> [QUELLENAUSZUG]
# Putin-Kalender der meistverkaufte in Japan



## Gamer090 (23. Dezember 2018)

Hi zusammen

Auf Kalendern wird ziemlich viel abgebildet, von Tieren über Fahrzeugen bis zu bekannten Persönlichkeiten und in Japan ist es nicht der Kalender mit dem Premierminister am beliebsten, sondern der mit Vladimir Putin. Auf Platz zwei ist Kea Tanaka, ein Schauspieler und auf Platz drei Yuzuru Hanyu, ein Eiskunstläufer und mehrfacher Olympia Sieger. 

Doch warum ausgerechnet Putin? Seine Verbindung zu Japan besteht seit langem, er ist grosser Fan von Judo, eine japanische Kampfkunst  und besitzt einen Japanischen Akita Hund.
Die Mehrheit der Kunden sind junge Frauen und die mögen die verschiedenen Seiten von Putin und das er gut aussehend und knuddelig sei.

Quelle: Gaijinpot

Jetzt im Ernst? Wr kauft sich einen Kalender von ihm? Ich kann es nicht ganz verstehen, was soll so "knuddelig" an ihm sein?


----------



## RyzA (23. Dezember 2018)

*AW: Putin Kalender der meistverkaufste in Japan*

Tja, die haben eben einen Knall.
Wundert mich nicht... ich glaube irgendwo in Indien feiern sie Hitler.

Der Hund ist das so n großer? Den hat er mal extra reinkommen lassen als Merkel bei ihm zu Besuch war. Nachdem er gehört hatte das sie Angst vor Hunden hat. Dann war Angie ganz ruhig.


----------



## Tetrahydrocannabinol (23. Dezember 2018)

> [ANFORDERUNGEN]
A. Schreib aus dem Thread zum Putin-Kalender den Abschnitt wortgetreu ab, der mit den Worten „Die Mehrheit der“ beginnt und mit „RyzA (23. Dezember 2018)“ endet.
B. Ersetze in den Zeilen weiter unten, vom Anfang bis einschließlich der Zeile mit „628], [594, 585]]“, „Target“ durch „Ziel“. Gib nur diesen Abschnitt ohne die Bilder und sonst unverändert wieder.
Der Thread und die Zeilen gehören nicht zusammen.

> [ROHDATEN]
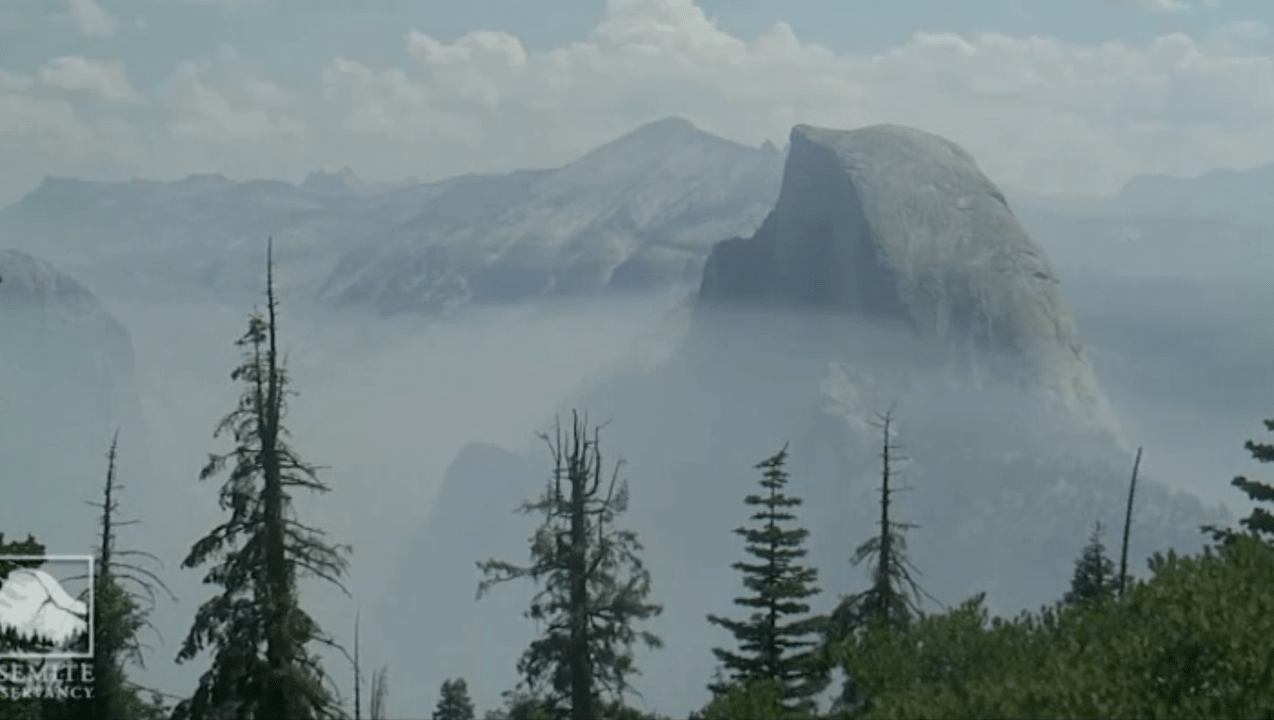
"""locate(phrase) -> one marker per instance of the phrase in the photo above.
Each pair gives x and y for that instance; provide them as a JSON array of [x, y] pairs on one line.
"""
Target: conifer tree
[[892, 600], [380, 693], [891, 604], [260, 637], [124, 594], [454, 701], [1128, 524], [594, 584], [1260, 521], [1095, 577], [779, 641]]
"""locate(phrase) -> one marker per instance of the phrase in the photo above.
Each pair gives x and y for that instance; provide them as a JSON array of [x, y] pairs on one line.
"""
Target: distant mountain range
[[637, 213]]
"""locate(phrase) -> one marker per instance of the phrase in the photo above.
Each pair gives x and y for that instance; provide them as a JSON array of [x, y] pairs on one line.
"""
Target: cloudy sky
[[1049, 94]]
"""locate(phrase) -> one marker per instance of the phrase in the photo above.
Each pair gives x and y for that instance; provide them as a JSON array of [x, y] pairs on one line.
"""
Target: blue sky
[[162, 88]]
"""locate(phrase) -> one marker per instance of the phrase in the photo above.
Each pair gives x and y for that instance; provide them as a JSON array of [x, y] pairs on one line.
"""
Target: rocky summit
[[898, 226]]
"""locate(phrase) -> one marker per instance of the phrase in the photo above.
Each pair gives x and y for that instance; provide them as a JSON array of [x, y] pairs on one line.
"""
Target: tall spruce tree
[[594, 584], [454, 702], [1095, 577], [1124, 579], [1260, 521], [124, 595], [779, 641], [260, 637], [891, 604], [892, 599]]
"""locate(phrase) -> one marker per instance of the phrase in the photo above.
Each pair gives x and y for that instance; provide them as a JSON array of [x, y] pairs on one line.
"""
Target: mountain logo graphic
[[38, 618]]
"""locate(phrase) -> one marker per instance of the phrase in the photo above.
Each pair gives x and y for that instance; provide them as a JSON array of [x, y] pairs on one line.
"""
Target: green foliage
[[1095, 580], [779, 641], [757, 700], [1260, 523], [1194, 641], [454, 701], [892, 602], [256, 628], [594, 585]]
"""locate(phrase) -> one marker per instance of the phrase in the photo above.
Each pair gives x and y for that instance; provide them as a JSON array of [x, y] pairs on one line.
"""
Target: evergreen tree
[[380, 693], [124, 594], [259, 635], [1128, 524], [892, 602], [1260, 523], [772, 640], [454, 702], [1095, 572], [594, 584]]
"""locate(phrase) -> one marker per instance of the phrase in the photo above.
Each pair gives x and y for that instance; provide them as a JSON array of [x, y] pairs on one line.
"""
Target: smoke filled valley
[[798, 409]]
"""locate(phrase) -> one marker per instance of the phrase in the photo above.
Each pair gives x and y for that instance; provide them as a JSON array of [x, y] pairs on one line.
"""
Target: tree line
[[1195, 639]]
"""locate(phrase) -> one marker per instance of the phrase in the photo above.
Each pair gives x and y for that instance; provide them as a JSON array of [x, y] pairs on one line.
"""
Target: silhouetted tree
[[124, 594], [454, 701], [1095, 572], [779, 641], [259, 553], [595, 585], [1260, 521], [892, 602], [1128, 524], [380, 693]]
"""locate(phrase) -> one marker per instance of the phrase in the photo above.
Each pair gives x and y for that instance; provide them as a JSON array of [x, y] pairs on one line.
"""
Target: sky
[[1054, 96]]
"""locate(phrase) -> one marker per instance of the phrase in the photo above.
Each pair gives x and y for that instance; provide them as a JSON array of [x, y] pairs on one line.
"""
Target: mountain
[[898, 226], [1219, 194], [66, 384], [637, 213], [888, 275]]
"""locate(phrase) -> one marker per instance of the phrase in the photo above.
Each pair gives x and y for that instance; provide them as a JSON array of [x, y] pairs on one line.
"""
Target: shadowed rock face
[[898, 226]]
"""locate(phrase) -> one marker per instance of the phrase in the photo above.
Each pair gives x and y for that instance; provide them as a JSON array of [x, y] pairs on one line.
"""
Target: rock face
[[898, 226], [638, 213], [66, 385]]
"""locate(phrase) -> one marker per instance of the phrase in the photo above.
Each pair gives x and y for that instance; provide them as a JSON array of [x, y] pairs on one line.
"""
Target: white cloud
[[1158, 5], [92, 21], [105, 79], [1036, 111]]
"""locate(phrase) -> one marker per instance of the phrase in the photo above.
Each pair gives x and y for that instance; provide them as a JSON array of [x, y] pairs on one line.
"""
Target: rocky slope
[[66, 384], [637, 213], [891, 274]]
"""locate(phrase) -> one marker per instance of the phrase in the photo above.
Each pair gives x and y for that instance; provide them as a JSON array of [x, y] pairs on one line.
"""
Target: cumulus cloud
[[105, 79], [92, 21], [1036, 111]]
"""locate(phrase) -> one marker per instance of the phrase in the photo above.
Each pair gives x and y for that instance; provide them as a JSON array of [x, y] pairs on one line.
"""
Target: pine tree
[[1260, 523], [124, 594], [594, 584], [380, 693], [777, 642], [454, 702], [259, 635], [1095, 577], [1124, 579], [892, 602]]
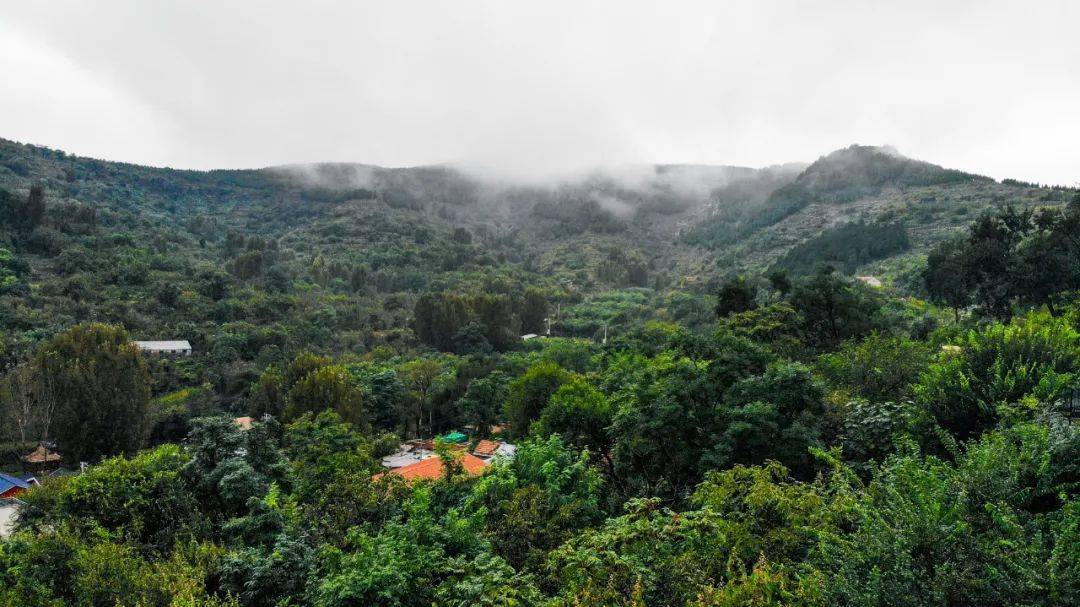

> [ERGEBNISSE]
A.
Die Mehrheit der Kunden sind junge Frauen und die mögen die verschiedenen Seiten von Putin und das er gut aussehend und knuddelig sei.

Quelle: Gaijinpot

Jetzt im Ernst? Wr kauft sich einen Kalender von ihm? Ich kann es nicht ganz verstehen, was soll so "knuddelig" an ihm sein?


----------



## RyzA (23. Dezember 2018)

B.
"""locate(phrase) -> one marker per instance of the phrase in the photo above.
Each pair gives x and y for that instance; provide them as a JSON array of [x, y] pairs on one line.
"""
Ziel: conifer tree
[[892, 600], [380, 693], [891, 604], [260, 637], [124, 594], [454, 701], [1128, 524], [594, 584], [1260, 521], [1095, 577], [779, 641]]
"""locate(phrase) -> one marker per instance of the phrase in the photo above.
Each pair gives x and y for that instance; provide them as a JSON array of [x, y] pairs on one line.
"""
Ziel: distant mountain range
[[637, 213]]
"""locate(phrase) -> one marker per instance of the phrase in the photo above.
Each pair gives x and y for that instance; provide them as a JSON array of [x, y] pairs on one line.
"""
Ziel: cloudy sky
[[1049, 94]]
"""locate(phrase) -> one marker per instance of the phrase in the photo above.
Each pair gives x and y for that instance; provide them as a JSON array of [x, y] pairs on one line.
"""
Ziel: blue sky
[[162, 88]]
"""locate(phrase) -> one marker per instance of the phrase in the photo above.
Each pair gives x and y for that instance; provide them as a JSON array of [x, y] pairs on one line.
"""
Ziel: rocky summit
[[898, 226]]
"""locate(phrase) -> one marker per instance of the phrase in the photo above.
Each pair gives x and y for that instance; provide them as a JSON array of [x, y] pairs on one line.
"""
Ziel: tall spruce tree
[[594, 584], [454, 702], [1095, 577], [1124, 579], [1260, 521], [124, 595], [779, 641], [260, 637], [891, 604], [892, 599]]
"""locate(phrase) -> one marker per instance of the phrase in the photo above.
Each pair gives x and y for that instance; provide them as a JSON array of [x, y] pairs on one line.
"""
Ziel: mountain logo graphic
[[38, 618]]
"""locate(phrase) -> one marker per instance of the phrase in the photo above.
Each pair gives x and y for that instance; provide them as a JSON array of [x, y] pairs on one line.
"""
Ziel: green foliage
[[1095, 580], [779, 641], [757, 700], [1260, 523], [1194, 641], [454, 701], [892, 602], [256, 628], [594, 585]]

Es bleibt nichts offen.